Your objective:
Scan the material below for the string "brown". Report every line that has it.

Entries shown: Begin

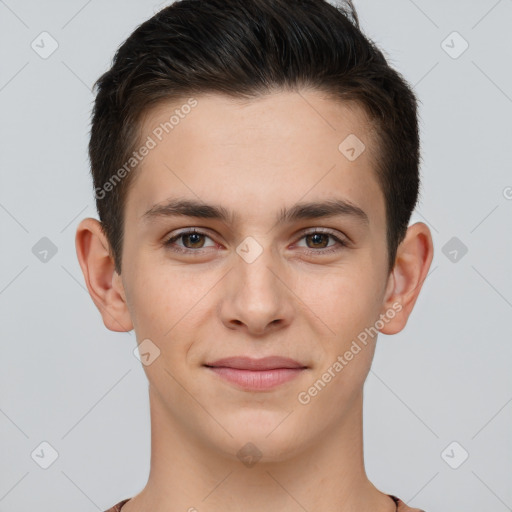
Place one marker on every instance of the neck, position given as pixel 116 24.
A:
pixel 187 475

Entries shown: End
Entries shown: Begin

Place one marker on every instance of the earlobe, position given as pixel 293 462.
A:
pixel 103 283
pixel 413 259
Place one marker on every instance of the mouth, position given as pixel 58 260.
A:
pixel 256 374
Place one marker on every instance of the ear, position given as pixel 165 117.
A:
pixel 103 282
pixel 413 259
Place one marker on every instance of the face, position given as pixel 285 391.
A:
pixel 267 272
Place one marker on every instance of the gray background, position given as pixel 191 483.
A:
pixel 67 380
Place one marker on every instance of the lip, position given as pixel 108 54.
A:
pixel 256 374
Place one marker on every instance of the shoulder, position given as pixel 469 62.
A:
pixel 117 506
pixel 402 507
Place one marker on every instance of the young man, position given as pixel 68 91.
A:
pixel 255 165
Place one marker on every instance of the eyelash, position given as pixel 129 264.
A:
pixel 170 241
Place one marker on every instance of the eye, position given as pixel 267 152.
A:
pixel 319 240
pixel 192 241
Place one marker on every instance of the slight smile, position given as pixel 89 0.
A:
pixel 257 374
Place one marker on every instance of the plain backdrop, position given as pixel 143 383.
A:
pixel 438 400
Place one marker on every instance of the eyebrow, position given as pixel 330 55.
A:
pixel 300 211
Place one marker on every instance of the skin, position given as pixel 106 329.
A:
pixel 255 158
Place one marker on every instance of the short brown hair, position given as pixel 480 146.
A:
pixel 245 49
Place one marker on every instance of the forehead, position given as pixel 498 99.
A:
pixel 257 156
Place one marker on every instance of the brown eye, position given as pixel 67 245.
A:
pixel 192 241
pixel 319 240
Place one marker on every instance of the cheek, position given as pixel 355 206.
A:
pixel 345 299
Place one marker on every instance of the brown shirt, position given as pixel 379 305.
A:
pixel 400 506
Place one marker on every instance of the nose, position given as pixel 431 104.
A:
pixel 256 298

Entries shown: End

Solution for this task:
Place one marker on every instance of the short brown hair, position given as pixel 480 146.
Place one marker on every instance of the brown eye, position given as pixel 67 245.
Place one marker on every instance of the brown shirt, position given as pixel 379 305.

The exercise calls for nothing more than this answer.